* [Extract provided]:
Show HN: Data Formulator – AI-powered data visualization from Microsoft Research

126 points16 hoursgithub.com

Creating data visualizations with AI nowadays often means chat, chat and more chats...and writing long prompts can be annoying while they are also not the most effective way to describe your visualization designs.

Data Formulator blends UI interaction with natural language so that you can create visualizations with AI much more effectively!

You can:

* create rich visualizations beyond initial datasets, where AI helps transforming and visualizing data along the way

* iterate your designs and dive deeper using data threads, a new way to manage your conversation with AI.

Here is a demo video: https://github.com/microsoft/data-formulator/releases/tag/0....

Give it a shot and let us know how it looks like!

zurfer • 2 hours ago

Anthropic recently released something that looks more polished but follows the chat paradigm. [1]

As a builder of something like that [2], I believe the future is a mix, where you have chat (because it's easy to go deep and refine) AND generate UIs that are still configurable manually. It's interesting to see that you also use plotly for rendering charts. I found it non-trivial to make these highly configurable via a UI (so far).

Thank you for open sourcing so we can all learn from it.

* [Record extracts]:
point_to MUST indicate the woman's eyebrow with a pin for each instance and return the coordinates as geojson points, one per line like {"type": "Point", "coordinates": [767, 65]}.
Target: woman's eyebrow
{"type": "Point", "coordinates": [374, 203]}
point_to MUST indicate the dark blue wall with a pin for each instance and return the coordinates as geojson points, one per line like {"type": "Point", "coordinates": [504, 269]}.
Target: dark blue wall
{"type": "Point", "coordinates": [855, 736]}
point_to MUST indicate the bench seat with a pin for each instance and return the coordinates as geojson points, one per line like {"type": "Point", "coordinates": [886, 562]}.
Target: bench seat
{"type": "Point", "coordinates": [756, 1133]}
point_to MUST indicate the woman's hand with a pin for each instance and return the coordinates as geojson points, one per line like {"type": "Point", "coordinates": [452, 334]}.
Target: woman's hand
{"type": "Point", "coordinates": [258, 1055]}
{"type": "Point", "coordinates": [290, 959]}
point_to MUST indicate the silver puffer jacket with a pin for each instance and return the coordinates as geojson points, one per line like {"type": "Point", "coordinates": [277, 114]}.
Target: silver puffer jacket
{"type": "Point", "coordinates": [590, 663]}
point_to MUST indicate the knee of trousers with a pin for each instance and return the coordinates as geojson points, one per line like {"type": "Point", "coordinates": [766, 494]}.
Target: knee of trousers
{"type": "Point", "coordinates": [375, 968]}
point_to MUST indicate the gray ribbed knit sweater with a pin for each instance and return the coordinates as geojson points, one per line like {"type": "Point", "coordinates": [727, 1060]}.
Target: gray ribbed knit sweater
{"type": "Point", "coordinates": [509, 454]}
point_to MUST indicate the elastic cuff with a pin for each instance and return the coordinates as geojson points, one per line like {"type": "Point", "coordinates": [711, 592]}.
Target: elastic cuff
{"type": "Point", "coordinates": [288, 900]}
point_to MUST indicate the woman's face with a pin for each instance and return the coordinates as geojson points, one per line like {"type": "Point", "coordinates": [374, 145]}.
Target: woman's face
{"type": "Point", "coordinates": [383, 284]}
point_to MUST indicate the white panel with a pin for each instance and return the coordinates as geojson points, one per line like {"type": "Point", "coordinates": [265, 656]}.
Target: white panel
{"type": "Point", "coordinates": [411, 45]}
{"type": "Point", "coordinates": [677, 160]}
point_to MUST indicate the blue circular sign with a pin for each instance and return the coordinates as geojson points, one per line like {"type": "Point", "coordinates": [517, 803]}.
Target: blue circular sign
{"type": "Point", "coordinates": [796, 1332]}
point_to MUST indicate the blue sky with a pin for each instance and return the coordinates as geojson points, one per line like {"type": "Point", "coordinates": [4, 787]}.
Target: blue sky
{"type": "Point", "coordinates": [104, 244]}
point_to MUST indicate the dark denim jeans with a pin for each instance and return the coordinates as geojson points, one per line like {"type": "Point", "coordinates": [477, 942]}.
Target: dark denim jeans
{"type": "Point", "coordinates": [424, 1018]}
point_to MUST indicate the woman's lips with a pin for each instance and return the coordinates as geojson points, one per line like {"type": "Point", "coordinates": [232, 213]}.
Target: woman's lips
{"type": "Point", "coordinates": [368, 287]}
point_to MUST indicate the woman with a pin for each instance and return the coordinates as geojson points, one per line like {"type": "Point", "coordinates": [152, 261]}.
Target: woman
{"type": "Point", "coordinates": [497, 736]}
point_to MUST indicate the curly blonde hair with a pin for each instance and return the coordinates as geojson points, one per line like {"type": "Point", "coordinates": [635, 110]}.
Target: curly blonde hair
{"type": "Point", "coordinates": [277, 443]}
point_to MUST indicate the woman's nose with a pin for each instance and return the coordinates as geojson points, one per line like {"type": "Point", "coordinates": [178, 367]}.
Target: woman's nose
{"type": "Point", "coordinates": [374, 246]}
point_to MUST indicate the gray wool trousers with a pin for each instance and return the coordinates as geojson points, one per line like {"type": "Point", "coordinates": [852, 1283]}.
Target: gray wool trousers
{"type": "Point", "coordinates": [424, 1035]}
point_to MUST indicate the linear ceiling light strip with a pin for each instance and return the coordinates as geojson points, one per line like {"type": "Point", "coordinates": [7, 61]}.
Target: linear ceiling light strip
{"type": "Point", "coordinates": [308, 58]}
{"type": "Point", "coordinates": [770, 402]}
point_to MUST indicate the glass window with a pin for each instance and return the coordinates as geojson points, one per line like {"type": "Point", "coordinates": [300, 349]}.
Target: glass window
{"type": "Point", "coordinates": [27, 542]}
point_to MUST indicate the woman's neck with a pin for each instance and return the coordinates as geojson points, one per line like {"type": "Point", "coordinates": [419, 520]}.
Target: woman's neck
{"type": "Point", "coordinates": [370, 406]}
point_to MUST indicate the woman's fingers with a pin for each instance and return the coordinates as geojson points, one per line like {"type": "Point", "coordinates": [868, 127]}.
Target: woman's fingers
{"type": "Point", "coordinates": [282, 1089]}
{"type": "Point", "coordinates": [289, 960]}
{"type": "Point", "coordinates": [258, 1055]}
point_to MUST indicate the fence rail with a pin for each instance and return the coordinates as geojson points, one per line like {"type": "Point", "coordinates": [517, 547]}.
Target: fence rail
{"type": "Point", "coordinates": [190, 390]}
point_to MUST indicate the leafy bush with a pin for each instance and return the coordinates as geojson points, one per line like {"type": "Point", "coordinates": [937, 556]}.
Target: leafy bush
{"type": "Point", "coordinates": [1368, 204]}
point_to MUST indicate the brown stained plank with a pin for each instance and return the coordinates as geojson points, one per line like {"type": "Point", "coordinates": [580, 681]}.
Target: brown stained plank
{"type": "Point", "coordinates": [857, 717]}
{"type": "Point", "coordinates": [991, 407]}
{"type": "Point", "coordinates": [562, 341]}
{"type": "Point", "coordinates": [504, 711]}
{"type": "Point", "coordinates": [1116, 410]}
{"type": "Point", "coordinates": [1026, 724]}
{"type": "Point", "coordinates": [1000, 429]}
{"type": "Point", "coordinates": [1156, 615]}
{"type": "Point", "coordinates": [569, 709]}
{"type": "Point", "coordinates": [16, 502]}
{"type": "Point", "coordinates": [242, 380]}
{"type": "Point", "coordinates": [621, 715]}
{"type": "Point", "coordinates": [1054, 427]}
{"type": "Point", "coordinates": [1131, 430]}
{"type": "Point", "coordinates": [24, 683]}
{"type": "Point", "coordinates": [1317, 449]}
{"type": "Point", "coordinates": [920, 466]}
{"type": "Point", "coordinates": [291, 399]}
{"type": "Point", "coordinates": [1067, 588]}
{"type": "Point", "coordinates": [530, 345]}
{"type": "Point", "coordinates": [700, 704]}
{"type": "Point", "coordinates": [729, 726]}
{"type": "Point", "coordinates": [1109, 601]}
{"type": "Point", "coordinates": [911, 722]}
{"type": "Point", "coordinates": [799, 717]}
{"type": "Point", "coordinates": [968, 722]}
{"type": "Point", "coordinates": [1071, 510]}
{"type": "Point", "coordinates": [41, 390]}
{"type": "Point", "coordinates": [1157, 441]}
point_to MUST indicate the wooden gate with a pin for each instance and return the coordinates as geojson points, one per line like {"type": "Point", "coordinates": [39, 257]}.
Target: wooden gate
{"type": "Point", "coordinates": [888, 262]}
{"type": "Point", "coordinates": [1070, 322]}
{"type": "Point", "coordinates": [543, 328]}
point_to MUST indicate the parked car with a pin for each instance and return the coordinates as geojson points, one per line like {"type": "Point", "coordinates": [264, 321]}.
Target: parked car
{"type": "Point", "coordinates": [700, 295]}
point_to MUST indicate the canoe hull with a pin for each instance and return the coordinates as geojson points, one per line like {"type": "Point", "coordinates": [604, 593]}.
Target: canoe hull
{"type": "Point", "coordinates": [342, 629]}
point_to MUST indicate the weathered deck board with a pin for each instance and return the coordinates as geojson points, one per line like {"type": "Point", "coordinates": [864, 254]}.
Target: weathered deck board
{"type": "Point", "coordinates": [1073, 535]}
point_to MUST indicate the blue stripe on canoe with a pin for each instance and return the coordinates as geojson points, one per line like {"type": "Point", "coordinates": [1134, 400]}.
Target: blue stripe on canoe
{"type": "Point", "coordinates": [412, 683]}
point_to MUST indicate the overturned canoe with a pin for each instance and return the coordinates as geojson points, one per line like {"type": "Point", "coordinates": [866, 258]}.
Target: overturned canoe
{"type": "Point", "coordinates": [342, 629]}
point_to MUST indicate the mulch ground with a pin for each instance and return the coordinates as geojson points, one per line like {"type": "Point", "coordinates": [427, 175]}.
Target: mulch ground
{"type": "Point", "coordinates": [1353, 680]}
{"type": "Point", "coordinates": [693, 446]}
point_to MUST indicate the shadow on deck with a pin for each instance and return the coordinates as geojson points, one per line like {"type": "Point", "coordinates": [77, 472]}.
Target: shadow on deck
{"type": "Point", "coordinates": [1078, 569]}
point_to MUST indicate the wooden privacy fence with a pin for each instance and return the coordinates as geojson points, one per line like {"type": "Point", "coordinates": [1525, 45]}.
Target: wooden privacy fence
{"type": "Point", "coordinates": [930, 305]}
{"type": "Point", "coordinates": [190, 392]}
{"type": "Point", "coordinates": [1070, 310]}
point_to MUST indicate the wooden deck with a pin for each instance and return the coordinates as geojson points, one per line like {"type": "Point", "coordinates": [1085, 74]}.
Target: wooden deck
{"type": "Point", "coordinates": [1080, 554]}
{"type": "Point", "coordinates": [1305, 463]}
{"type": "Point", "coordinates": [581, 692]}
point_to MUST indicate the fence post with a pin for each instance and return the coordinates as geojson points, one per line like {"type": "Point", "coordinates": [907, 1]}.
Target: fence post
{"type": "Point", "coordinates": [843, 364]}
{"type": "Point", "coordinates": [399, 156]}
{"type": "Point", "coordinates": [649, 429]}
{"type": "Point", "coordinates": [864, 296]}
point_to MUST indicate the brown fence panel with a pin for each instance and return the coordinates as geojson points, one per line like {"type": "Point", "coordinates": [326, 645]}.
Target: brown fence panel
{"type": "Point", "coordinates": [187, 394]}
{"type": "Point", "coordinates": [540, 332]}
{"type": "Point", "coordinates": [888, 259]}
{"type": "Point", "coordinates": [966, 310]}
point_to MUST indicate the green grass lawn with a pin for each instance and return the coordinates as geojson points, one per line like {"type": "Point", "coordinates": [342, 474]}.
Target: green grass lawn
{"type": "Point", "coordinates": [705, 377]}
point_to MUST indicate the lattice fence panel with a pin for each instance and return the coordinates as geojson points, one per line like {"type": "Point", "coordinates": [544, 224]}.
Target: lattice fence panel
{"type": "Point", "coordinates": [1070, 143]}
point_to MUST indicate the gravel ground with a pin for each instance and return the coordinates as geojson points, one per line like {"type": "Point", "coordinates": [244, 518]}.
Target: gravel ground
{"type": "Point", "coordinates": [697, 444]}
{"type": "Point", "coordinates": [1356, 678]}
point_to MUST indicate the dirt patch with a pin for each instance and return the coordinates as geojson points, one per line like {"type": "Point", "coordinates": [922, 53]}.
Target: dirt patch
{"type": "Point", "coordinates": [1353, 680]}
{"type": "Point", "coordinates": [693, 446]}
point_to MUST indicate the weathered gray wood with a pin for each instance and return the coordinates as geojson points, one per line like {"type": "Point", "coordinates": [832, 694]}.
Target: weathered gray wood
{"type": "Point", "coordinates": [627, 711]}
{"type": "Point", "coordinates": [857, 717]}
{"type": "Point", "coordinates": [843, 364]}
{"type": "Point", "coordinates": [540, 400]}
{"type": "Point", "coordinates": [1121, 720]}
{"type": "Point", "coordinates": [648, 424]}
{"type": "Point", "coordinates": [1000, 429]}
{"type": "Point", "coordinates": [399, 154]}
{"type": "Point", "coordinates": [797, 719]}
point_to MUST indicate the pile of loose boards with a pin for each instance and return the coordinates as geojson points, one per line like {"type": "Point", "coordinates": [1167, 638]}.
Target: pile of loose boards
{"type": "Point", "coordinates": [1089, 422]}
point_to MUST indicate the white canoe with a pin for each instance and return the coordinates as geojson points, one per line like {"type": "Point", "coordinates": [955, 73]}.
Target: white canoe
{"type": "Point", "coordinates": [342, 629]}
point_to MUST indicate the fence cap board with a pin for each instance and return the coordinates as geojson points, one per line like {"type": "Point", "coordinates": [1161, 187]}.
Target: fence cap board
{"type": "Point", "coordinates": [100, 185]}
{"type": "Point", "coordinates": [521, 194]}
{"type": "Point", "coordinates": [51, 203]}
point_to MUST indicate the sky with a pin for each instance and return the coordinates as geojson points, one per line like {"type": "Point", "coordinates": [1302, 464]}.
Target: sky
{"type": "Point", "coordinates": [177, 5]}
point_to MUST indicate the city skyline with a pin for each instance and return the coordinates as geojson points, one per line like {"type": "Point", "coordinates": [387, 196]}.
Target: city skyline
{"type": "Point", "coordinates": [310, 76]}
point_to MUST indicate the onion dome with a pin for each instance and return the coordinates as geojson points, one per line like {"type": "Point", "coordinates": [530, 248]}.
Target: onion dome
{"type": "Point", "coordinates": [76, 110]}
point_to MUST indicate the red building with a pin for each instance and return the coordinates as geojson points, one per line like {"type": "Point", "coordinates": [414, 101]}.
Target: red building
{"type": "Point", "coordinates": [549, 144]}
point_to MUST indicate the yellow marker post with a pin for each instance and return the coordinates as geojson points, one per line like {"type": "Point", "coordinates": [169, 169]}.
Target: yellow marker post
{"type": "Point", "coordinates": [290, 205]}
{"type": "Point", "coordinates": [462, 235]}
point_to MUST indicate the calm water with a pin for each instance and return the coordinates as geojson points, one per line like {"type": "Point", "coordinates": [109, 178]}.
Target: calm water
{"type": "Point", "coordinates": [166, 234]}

* [What is needed]:
Copy the Data Formulator thread between "Anthropic recently released" and "UI (so far).", inclusive, renaming "plotly" to "Vega-Lite". You can set the data aside, since none of it is needed.

* [Solution below]:
Anthropic recently released something that looks more polished but follows the chat paradigm. [1]

As a builder of something like that [2], I believe the future is a mix, where you have chat (because it's easy to go deep and refine) AND generate UIs that are still configurable manually. It's interesting to see that you also use Vega-Lite for rendering charts. I found it non-trivial to make these highly configurable via a UI (so far).